**Tâches à réaliser**
a. D'après l'article sur l'élection présidentielle colombienne, à quelle date l'armée colombienne a-t-elle libéré Ingrid Betancourt ?
b. Recopiez l'article sur l'élection présidentielle colombienne depuis « Les FARC (Forces » jusqu'à « et sous-officiers colombiens. » inclus.

**Texte à lire**
● ● ● ● ● ● ●
BOGOTA, samedi 29 mai 2010 (LatinReporters.com) - Elu
le 30 mai ou plus probablement le 20 juin au second tour, le prochain président
de la Colombie sera, selon les sondages, soit
Antanas Mockus, candidat du
Parti Vert, soit Juan Manuel Santos, ex-ministre de la Défense et dauphin
du président sortant, le conservateur Alvaro Uribe. Cela signifie que
la guérilla marxiste des FARC et son allié vénézuélien
Hugo Chavez seront parmi les grands perdants de cette élection présidentielle.
Les FARC (Forces armées révolutionnaires de Colombie) appellent
les électeurs à l'abstention face à "l'horizon obscur
dessiné par les candidats". Obscur, certes, pour un terrorisme insurrectionnel
qui prétend toujours négocier la libération de
ses otages contre celle de centaines de rebelles incarcérés
et s'ériger ainsi en interlocuteur politique reconnu par Bogota et
la communauté internationale.
Cette tactique de l'accord dit humanitaire avait déjà du plomb
dans l'aile depuis le 2 juillet 2008, date à laquelle l'armée
colombienne, patronnée alors par le ministre Santos,
libérait
les plus précieux des otages des FARC, Ingrid Betancourt, trois Américains
et onze officiers et sous-officiers colombiens.
La narco-guérilla marxiste misait néanmoins sur l'arrivée
au palais de Nariño d'un président plus flexible qu'Alvaro Uribe
et que son dauphin Juan Manuel Santos. Mais tant ce dernier que le candidat
des verts, l'ex-maire de Bogota Antanas Mockus, signifient qu'ils ne céderont
pas.
● ● ● ● ● ● ●
**Contenu des données**
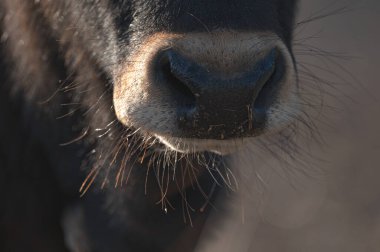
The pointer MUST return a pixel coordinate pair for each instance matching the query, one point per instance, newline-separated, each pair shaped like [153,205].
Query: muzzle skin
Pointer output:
● ● ● ● ● ● ●
**Les solutions**
a. Le 2 juillet 2008.

b.
Les FARC (Forces armées révolutionnaires de Colombie) appellent
les électeurs à l'abstention face à "l'horizon obscur
dessiné par les candidats". Obscur, certes, pour un terrorisme insurrectionnel
qui prétend toujours négocier la libération de
ses otages contre celle de centaines de rebelles incarcérés
et s'ériger ainsi en interlocuteur politique reconnu par Bogota et
la communauté internationale.
Cette tactique de l'accord dit humanitaire avait déjà du plomb
dans l'aile depuis le 2 juillet 2008, date à laquelle l'armée
colombienne, patronnée alors par le ministre Santos,
libérait
les plus précieux des otages des FARC, Ingrid Betancourt, trois Américains
et onze officiers et sous-officiers colombiens.